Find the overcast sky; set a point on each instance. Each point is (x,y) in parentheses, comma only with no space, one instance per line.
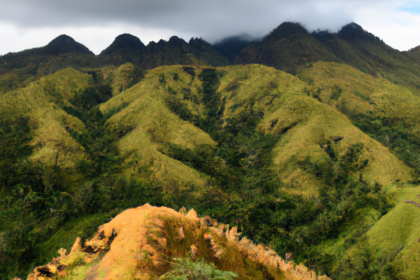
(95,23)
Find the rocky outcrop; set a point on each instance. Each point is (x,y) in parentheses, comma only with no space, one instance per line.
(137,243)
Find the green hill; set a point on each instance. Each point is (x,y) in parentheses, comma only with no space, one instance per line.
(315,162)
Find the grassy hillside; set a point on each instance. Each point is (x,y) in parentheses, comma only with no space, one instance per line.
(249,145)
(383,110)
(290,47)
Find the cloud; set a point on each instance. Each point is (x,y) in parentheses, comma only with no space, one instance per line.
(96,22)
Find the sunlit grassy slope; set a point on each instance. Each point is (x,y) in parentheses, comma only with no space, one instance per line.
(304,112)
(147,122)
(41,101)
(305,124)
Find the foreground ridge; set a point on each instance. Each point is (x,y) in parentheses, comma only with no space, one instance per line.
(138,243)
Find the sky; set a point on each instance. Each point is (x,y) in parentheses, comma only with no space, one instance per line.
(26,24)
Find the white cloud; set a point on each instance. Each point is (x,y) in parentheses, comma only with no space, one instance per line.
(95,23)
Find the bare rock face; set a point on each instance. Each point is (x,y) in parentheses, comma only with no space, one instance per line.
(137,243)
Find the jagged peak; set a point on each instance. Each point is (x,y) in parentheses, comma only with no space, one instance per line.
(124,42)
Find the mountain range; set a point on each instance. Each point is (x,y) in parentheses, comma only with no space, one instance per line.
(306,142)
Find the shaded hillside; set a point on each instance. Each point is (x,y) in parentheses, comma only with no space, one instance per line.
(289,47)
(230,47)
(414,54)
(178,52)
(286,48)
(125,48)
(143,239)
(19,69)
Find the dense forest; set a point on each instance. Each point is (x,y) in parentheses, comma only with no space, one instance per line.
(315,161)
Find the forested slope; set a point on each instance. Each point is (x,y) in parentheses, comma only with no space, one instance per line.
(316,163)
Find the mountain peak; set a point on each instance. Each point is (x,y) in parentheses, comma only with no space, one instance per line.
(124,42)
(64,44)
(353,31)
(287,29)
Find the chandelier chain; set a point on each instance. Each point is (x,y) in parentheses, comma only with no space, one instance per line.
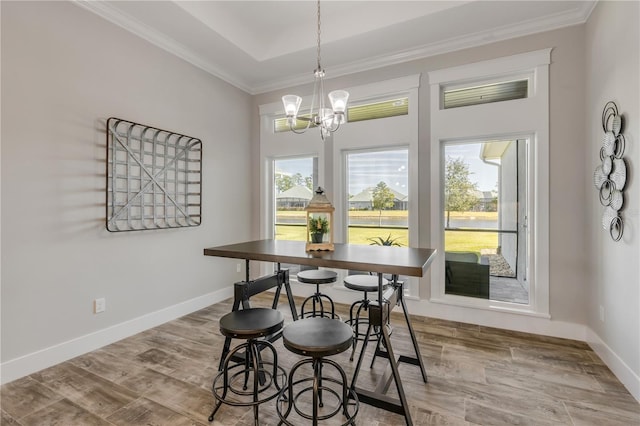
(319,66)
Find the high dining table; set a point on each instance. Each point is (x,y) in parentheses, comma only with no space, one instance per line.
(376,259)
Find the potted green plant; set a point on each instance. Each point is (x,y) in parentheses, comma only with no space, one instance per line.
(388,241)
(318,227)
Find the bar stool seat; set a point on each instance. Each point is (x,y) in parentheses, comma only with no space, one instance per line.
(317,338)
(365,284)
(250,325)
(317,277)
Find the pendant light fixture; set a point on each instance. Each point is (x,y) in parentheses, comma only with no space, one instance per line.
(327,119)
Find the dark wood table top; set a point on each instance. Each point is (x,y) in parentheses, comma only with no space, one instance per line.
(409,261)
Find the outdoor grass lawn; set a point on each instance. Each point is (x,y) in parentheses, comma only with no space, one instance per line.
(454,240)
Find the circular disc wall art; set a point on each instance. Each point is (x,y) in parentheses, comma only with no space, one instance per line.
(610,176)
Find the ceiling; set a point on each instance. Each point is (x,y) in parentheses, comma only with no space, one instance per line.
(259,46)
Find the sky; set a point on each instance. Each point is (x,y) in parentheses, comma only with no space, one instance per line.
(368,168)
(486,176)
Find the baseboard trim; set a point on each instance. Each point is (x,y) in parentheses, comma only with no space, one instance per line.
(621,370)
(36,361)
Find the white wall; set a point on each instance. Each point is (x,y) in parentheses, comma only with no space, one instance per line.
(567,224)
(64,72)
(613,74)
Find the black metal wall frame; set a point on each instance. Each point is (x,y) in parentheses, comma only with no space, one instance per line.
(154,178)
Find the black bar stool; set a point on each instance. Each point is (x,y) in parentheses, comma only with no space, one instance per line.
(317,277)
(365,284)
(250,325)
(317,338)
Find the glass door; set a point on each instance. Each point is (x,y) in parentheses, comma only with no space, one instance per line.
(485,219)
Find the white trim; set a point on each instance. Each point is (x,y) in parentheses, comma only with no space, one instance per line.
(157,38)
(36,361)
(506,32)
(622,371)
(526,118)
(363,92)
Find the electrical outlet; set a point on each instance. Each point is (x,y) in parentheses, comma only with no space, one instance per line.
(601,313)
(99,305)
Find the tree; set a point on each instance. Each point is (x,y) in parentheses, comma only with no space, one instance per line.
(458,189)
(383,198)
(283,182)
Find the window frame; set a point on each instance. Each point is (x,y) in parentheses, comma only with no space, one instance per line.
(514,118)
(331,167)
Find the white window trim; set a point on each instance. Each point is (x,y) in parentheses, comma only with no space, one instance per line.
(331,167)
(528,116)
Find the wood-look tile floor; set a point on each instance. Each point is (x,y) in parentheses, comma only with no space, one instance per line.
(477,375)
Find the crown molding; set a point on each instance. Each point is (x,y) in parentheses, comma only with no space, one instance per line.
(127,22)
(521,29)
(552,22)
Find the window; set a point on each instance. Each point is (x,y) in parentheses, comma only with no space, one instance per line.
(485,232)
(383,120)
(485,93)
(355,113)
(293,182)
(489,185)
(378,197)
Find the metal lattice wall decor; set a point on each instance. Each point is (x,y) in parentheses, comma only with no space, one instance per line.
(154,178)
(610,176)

──────

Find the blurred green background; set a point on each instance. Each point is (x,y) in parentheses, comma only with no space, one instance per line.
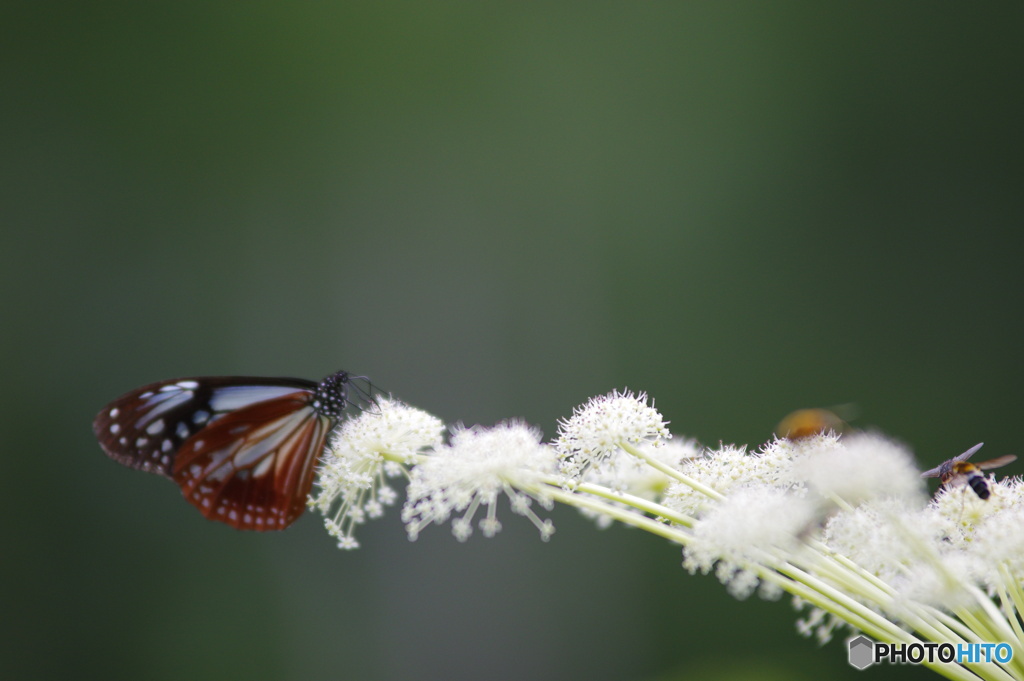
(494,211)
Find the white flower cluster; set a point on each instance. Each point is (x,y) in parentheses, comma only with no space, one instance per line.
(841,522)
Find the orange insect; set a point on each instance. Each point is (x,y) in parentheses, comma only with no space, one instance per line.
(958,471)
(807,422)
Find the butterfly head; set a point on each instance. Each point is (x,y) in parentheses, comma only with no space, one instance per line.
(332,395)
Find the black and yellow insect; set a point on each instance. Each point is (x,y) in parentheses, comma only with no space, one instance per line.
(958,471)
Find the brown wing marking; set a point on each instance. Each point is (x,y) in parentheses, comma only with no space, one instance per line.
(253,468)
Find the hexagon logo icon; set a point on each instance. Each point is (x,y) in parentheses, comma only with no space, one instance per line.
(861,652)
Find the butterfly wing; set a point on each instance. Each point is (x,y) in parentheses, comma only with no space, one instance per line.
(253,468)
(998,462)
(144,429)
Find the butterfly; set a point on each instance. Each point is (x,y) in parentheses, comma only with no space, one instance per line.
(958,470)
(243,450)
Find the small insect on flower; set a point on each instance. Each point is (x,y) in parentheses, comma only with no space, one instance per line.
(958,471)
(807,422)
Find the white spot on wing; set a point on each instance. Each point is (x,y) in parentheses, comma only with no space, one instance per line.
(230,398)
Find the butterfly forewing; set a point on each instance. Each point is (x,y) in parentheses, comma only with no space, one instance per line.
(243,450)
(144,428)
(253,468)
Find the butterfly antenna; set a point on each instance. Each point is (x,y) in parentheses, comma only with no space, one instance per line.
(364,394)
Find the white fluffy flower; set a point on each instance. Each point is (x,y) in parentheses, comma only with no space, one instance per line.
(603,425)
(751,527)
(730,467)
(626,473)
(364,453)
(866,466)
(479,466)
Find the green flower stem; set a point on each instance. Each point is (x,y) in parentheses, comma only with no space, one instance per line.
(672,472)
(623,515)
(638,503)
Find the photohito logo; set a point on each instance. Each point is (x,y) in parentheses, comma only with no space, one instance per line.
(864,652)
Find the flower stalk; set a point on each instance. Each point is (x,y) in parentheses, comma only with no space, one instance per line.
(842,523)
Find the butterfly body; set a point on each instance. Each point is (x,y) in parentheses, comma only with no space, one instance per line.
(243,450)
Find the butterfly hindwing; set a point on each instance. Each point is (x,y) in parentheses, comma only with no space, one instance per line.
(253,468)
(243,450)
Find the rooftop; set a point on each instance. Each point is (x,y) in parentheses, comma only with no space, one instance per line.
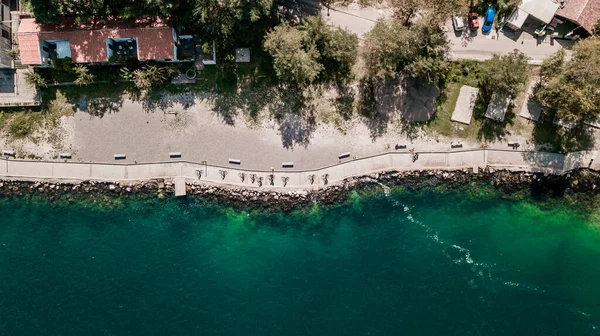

──────

- _Goal of the exercise_
Return exactly the lines above from the line that has "Find the flower" through the line that has "Find the rooftop;", inclusive, and nothing else.

- _Answer for this exercise_
Find the flower stalk; set a point on each instance. Each point is (x,y) in parentheses, comma only with no space, one instance per line.
(842,523)
Find the butterfly body; set a point on each instance. Each point is (x,y) in parentheses, comma only with no space, one instance per line.
(243,450)
Find the butterfly hindwing; set a point on each instance. Each point is (x,y) in parentheses, comma only with no space, one instance per line.
(253,468)
(243,450)
Find the rooftop; set a point on each instance. Each point is (x,y) in parentheses, comma only with no space, one instance per line.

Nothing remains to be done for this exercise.